Convert every line of the rows below into a JSON list of strings, one string per line, with blank lines omitted. Leave the pictures out of the list.
Begin RECORDS FOR THIS EXERCISE
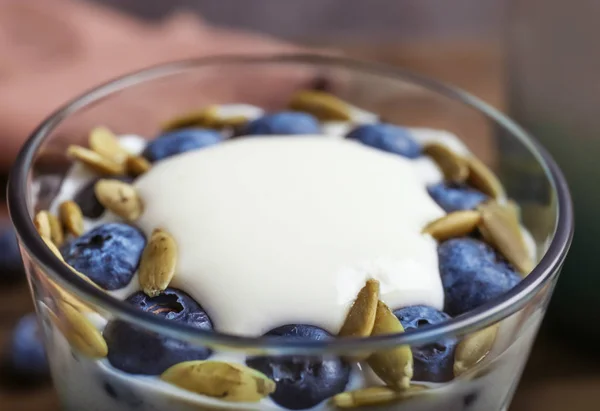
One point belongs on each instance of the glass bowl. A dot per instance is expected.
(139, 104)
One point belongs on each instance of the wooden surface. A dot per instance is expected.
(556, 378)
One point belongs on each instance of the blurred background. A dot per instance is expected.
(535, 59)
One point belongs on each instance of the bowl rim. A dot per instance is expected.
(507, 304)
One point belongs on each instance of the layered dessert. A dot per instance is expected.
(320, 222)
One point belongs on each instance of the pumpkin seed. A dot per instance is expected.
(58, 290)
(484, 179)
(137, 165)
(56, 231)
(205, 117)
(374, 396)
(473, 349)
(71, 217)
(158, 263)
(105, 143)
(361, 316)
(454, 224)
(42, 224)
(225, 381)
(324, 106)
(500, 227)
(80, 332)
(95, 161)
(119, 197)
(394, 366)
(454, 167)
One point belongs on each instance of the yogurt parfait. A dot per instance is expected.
(318, 222)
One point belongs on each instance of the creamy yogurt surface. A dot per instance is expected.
(278, 230)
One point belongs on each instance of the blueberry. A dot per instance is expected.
(432, 362)
(138, 351)
(180, 141)
(303, 382)
(285, 122)
(455, 197)
(387, 137)
(472, 274)
(11, 265)
(27, 352)
(87, 201)
(109, 254)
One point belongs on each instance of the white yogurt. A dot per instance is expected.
(274, 231)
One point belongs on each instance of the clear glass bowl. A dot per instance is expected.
(140, 102)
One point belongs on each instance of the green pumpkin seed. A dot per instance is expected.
(454, 167)
(158, 263)
(225, 381)
(483, 179)
(375, 396)
(361, 316)
(500, 227)
(455, 224)
(394, 366)
(119, 197)
(71, 217)
(95, 161)
(473, 349)
(105, 143)
(324, 106)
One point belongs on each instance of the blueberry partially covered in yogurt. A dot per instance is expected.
(180, 141)
(137, 351)
(454, 197)
(432, 362)
(88, 202)
(472, 274)
(302, 382)
(283, 123)
(387, 137)
(108, 255)
(27, 353)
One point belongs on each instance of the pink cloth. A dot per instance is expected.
(53, 50)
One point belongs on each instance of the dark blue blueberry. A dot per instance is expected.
(472, 274)
(455, 197)
(387, 137)
(87, 201)
(432, 362)
(11, 265)
(109, 254)
(303, 382)
(27, 352)
(180, 141)
(138, 351)
(285, 122)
End RECORDS FOR THIS EXERCISE
- **OUTPUT FOR THIS EXERCISE**
[
  "One point belongs on each instance of the glass bowl. A dot per instance is expected.",
  "(139, 104)",
  "One point belongs on each instance of the wooden surface. A dot per instance is expected.",
  "(556, 378)",
  "One point belongs on each instance of the blurred background. A dot per instance is expected.",
  "(535, 59)",
  "One point belongs on each instance of the bowl rim. A dot per instance is expected.",
  "(507, 304)",
  "One point belongs on each instance of the layered dessert. A dot per instance is expected.",
  "(320, 222)",
  "One point belongs on each instance of the pumpkin seed. A dot per instance is expected.",
  "(58, 290)",
  "(484, 179)",
  "(137, 165)",
  "(56, 231)",
  "(205, 117)",
  "(374, 396)",
  "(473, 349)",
  "(71, 217)",
  "(158, 263)",
  "(105, 143)",
  "(361, 316)",
  "(454, 224)",
  "(42, 224)",
  "(225, 381)",
  "(324, 106)",
  "(500, 227)",
  "(80, 332)",
  "(95, 161)",
  "(119, 197)",
  "(394, 366)",
  "(454, 167)",
  "One point belongs on each instance of the yogurt parfait. A dot per instance is expected.",
  "(318, 222)",
  "One point belongs on each instance of the creamy yogurt surface. A dot per instance is expected.",
  "(278, 230)",
  "One point belongs on each instance of the blueberry. A dot per instance is expected.",
  "(432, 362)",
  "(138, 351)",
  "(180, 141)",
  "(303, 382)",
  "(285, 122)",
  "(455, 197)",
  "(387, 137)",
  "(472, 274)",
  "(11, 265)",
  "(27, 352)",
  "(87, 201)",
  "(109, 254)",
  "One point belongs on each instance of the white yogurt. A dot per instance is expected.",
  "(274, 231)",
  "One point belongs on each instance of the clear glass bowl. A dot per instance is expected.",
  "(140, 102)",
  "One point belongs on each instance of the green pumpkin seed. A dot per instance is expected.",
  "(454, 167)",
  "(158, 263)",
  "(225, 381)",
  "(483, 179)",
  "(375, 396)",
  "(361, 316)",
  "(500, 227)",
  "(455, 224)",
  "(394, 366)",
  "(119, 197)",
  "(71, 217)",
  "(95, 161)",
  "(473, 349)",
  "(105, 143)",
  "(324, 106)",
  "One point belongs on each instance of the blueberry partially covered in yogurt. A dot per instance is expected.",
  "(180, 141)",
  "(137, 351)",
  "(454, 197)",
  "(432, 362)",
  "(88, 202)",
  "(472, 274)",
  "(302, 382)",
  "(283, 123)",
  "(387, 137)",
  "(108, 255)",
  "(27, 353)",
  "One point belongs on each instance of the pink cloth. A dot per instance is expected.",
  "(53, 50)",
  "One point belongs on each instance of the dark blue blueberry. A dot per instance is expected.",
  "(472, 274)",
  "(455, 197)",
  "(387, 137)",
  "(87, 201)",
  "(432, 362)",
  "(11, 265)",
  "(109, 254)",
  "(303, 382)",
  "(27, 352)",
  "(180, 141)",
  "(138, 351)",
  "(285, 122)"
]